Stored data entries:

━━━━

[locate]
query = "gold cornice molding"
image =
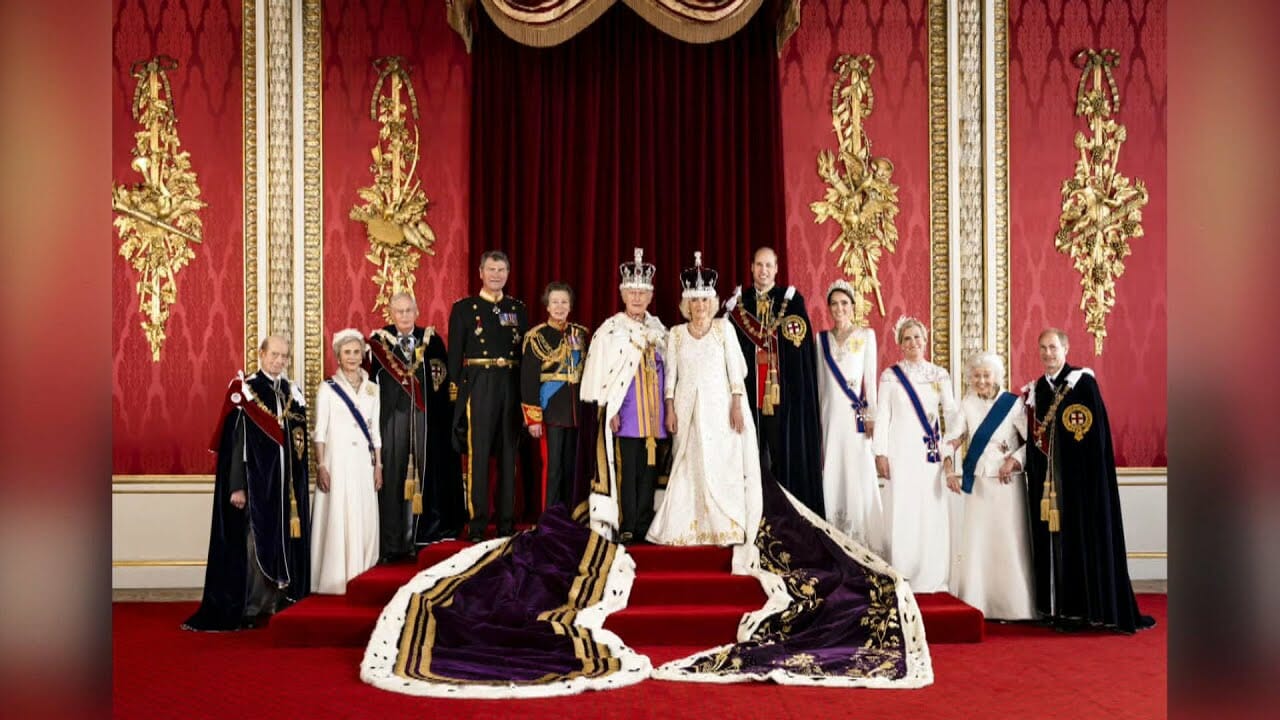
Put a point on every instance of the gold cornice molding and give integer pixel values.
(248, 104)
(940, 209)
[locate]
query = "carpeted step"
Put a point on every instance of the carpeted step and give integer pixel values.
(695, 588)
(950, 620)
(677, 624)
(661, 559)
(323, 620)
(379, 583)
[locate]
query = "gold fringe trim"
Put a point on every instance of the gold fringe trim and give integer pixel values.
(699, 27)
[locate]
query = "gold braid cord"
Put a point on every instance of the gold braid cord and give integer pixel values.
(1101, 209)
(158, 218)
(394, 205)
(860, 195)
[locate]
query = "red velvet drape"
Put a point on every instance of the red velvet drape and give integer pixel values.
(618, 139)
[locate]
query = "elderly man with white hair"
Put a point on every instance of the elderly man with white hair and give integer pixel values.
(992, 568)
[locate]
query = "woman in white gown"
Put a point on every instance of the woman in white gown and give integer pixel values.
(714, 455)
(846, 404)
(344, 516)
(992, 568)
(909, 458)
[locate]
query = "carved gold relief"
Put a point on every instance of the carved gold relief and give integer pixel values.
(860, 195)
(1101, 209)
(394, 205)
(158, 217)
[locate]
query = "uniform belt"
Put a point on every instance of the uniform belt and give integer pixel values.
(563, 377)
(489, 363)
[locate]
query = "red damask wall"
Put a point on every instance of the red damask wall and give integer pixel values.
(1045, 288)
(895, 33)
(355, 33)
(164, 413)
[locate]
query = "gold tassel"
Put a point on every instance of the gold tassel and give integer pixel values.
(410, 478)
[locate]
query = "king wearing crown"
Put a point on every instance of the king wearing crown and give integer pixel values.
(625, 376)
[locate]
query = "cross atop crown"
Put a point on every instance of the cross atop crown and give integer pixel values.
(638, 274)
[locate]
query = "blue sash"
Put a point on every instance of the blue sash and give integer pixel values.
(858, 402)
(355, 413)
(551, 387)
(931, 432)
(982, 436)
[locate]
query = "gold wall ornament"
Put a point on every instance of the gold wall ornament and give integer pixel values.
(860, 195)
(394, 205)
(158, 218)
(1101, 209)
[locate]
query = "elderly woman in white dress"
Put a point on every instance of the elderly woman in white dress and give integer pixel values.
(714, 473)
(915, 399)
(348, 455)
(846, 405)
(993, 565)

━━━━

### What is needed
Retype the data above exactly; pictures are not part of the copy.

### Answer
[locate]
query = "gold cornice molding"
image =
Put a point on every instance of the gold cornice molding and give integer pixel values.
(248, 104)
(940, 209)
[locate]
query = "carpeted step"
Put a point on every instance of the carpeted step and give integer pixel values.
(695, 588)
(950, 620)
(677, 624)
(661, 559)
(323, 620)
(379, 583)
[locate]
query = "gold fringe trim"
Put a point on every instance of the gold fringe trim and give integer pixel values.
(699, 27)
[locate]
query = "gold braid cord"
Put a point on every instance of the gold braid cord and give integer pixel values.
(1101, 209)
(158, 218)
(394, 205)
(860, 195)
[locate]
query = "red velvet drape"
Put a point on every instance of the red velvet drape and give integer pixel values.
(618, 139)
[locate]
query = "elderly man with white hair"
Put a point on every instance of the elderly man with white hair and give integer pixel values.
(992, 568)
[locate]
query = "woman in white gown"
Put a point on every instance of the woman in white gown and give integer pixel values.
(714, 455)
(846, 404)
(344, 516)
(992, 568)
(909, 458)
[locate]
query = "carved gold relief"
Put a point on every instance of the carved gold relief and give integer pixel values.
(860, 195)
(1101, 209)
(394, 205)
(158, 217)
[locate]
query = "uniform belt"
Put a point on every instance of the uniform belt and give integer pixel values.
(563, 377)
(489, 363)
[locate]
query = "red damask wall"
Put a point on every instance of the red damask wall and give integer pixel values.
(1045, 288)
(895, 33)
(355, 33)
(164, 413)
[locate]
query = "gold tassel"
Put a point on every instance of the gold tassel and give integer pixel values.
(410, 478)
[locate]
query = "king wearing crown"
Put a point on every instance of the king wearing crown and give integer pixel values.
(625, 376)
[locate]
query = "cross atop crown"
Put a point on every instance of the cross atop crown and give integer pixel values.
(638, 274)
[locate]
query = "blue sash"
Put a point on every instance of the blue sash and give integer pixel values.
(858, 402)
(355, 413)
(551, 387)
(931, 432)
(982, 436)
[locate]
query = "gold wall ornament"
Put a point on every instance of the gold wall ornament and give integer pixel values.
(860, 195)
(394, 205)
(158, 218)
(1101, 209)
[locate]
query = "elderly woman in white dress"
Put a point on every instance of the elderly woman in white dress and give integer pixel values.
(714, 473)
(915, 399)
(348, 455)
(846, 405)
(993, 565)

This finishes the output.